- [Direction a]: Turn everything in the listing from the line containing "logo --coords pixels" down to the line containing "473L605 478L610 483L620" into a Markdown table with the columns Row and Listing line, leaving out any blank lines.

- [Selected text]:
Greetings all, and join me as we wind up another week on the good ship Funky16Corners.

Since it is almost Friday, I must remind you all that the Funky16Corners Radio Show returns to the airwaves of the interwebs this and every Friday night at 9PM at Viva Radio.

This week features some very groovy stuff, as well as a nice little Halloween set for those in need something spooky and soulful. Keep in mind that if you are unable to join us at the time of broadcast, you can always stop by over the weekend and pick yourself up an MP3 of the show which you can listen to at your leisure.

Earlier this year I posted Cal Tjader’s version of ‘Gimme Shelter’ and told the story of how the old Funky16Cornersmobile got towed away while I was at a record show.

While discussing the song in the comments, I mentioned that Tjader had also covered the theme from the old ‘Banana Splits Show’ and promised to post it in the future.

Well, at the risk of sounding like Criswell, the future is now!

- [Record list]:
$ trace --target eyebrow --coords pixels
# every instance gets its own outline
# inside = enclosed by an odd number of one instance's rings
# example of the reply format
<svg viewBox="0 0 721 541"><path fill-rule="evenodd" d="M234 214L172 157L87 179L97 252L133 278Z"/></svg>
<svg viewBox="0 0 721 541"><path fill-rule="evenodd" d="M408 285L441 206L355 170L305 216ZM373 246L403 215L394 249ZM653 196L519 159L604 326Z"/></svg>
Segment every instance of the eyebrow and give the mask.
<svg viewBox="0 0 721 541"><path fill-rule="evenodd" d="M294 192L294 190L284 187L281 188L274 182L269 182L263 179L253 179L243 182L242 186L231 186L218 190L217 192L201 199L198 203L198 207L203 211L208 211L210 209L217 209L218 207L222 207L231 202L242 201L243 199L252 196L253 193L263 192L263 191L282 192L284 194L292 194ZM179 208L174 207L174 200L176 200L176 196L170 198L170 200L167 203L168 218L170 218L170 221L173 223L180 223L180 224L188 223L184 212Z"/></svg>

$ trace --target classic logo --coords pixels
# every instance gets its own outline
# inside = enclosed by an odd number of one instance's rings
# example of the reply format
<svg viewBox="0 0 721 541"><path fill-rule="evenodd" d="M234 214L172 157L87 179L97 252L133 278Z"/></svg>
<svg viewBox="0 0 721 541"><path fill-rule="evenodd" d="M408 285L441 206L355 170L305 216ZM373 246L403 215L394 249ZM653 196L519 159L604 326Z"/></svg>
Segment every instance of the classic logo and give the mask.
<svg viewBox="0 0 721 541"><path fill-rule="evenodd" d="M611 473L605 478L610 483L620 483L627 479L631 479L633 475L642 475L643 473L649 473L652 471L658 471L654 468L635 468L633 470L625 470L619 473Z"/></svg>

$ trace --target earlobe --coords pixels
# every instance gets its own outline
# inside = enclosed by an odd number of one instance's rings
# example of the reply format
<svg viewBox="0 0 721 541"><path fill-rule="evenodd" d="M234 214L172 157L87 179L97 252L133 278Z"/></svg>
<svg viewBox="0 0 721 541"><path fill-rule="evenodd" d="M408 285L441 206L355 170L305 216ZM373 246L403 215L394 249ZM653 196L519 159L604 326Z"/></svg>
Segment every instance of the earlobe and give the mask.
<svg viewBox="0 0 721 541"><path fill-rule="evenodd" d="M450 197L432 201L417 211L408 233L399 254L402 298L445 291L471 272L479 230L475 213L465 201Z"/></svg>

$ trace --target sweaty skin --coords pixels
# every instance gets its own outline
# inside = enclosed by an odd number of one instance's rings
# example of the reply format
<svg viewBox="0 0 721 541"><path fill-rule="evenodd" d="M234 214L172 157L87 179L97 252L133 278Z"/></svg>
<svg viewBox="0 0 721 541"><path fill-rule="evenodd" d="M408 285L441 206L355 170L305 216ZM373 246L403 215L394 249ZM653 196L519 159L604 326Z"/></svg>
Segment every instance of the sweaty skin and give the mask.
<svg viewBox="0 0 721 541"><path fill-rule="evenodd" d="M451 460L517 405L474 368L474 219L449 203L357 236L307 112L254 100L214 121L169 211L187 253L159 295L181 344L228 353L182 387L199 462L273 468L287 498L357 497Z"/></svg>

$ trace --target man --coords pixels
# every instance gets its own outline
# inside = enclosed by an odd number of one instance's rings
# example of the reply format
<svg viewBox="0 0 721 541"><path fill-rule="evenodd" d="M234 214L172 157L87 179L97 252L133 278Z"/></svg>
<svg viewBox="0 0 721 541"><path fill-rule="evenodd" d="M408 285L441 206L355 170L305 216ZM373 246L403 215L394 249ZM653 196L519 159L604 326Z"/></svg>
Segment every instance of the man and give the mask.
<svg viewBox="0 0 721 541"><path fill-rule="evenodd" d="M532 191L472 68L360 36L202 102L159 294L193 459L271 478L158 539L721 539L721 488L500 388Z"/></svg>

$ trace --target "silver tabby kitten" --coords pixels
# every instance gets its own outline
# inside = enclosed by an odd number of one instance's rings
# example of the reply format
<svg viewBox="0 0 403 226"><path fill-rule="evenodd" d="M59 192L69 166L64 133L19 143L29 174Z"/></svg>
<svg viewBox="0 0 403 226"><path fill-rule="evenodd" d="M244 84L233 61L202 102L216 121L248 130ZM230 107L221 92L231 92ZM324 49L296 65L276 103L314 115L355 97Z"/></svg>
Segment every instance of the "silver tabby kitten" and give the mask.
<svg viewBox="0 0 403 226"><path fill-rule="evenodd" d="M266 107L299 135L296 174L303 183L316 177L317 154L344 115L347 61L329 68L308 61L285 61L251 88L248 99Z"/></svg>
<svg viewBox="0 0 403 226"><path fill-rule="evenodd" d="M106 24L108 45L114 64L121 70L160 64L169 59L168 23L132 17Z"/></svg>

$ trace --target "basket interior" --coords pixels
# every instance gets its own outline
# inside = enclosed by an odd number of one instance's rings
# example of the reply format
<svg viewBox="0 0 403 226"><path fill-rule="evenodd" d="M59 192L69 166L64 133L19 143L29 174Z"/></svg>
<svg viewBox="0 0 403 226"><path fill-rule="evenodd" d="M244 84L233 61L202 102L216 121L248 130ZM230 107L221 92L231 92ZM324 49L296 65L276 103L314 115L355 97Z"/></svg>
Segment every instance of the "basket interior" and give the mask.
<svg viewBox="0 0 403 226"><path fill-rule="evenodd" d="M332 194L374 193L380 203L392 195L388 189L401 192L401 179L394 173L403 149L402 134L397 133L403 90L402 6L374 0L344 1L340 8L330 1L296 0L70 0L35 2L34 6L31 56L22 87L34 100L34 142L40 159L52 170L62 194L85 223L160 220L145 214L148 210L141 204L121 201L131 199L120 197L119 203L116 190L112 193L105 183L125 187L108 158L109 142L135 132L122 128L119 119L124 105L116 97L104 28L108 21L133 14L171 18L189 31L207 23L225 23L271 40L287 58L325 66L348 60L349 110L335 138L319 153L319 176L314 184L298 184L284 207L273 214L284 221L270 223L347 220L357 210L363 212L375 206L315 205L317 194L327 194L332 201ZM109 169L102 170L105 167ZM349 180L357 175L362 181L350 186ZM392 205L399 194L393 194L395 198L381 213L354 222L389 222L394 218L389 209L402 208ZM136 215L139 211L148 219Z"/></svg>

- [Direction b]: Repeat word for word everything in the Funky16Corners post from "This week features" down to "at your leisure.".

- [Exercise solution a]:
| Row | Listing line |
|---|---|
| 1 | $ trace --target classic logo --coords pixels |
| 2 | # every instance gets its own outline |
| 3 | # inside = enclosed by an odd number of one instance's rings |
| 4 | # example of the reply format |
| 5 | <svg viewBox="0 0 721 541"><path fill-rule="evenodd" d="M234 214L172 157L87 179L97 252L133 278Z"/></svg> |
| 6 | <svg viewBox="0 0 721 541"><path fill-rule="evenodd" d="M408 285L441 206L355 170L305 216ZM373 246L403 215L394 249ZM653 196L519 159L604 326Z"/></svg> |
| 7 | Segment every instance of the classic logo and give the mask. |
| 8 | <svg viewBox="0 0 721 541"><path fill-rule="evenodd" d="M611 473L605 478L610 483L620 483L627 479L631 479L633 475L642 475L643 473L649 473L652 471L658 471L654 468L635 468L633 470L625 470L619 473Z"/></svg> |

- [Exercise solution b]:
This week features some very groovy stuff, as well as a nice little Halloween set for those in need something spooky and soulful. Keep in mind that if you are unable to join us at the time of broadcast, you can always stop by over the weekend and pick yourself up an MP3 of the show which you can listen to at your leisure.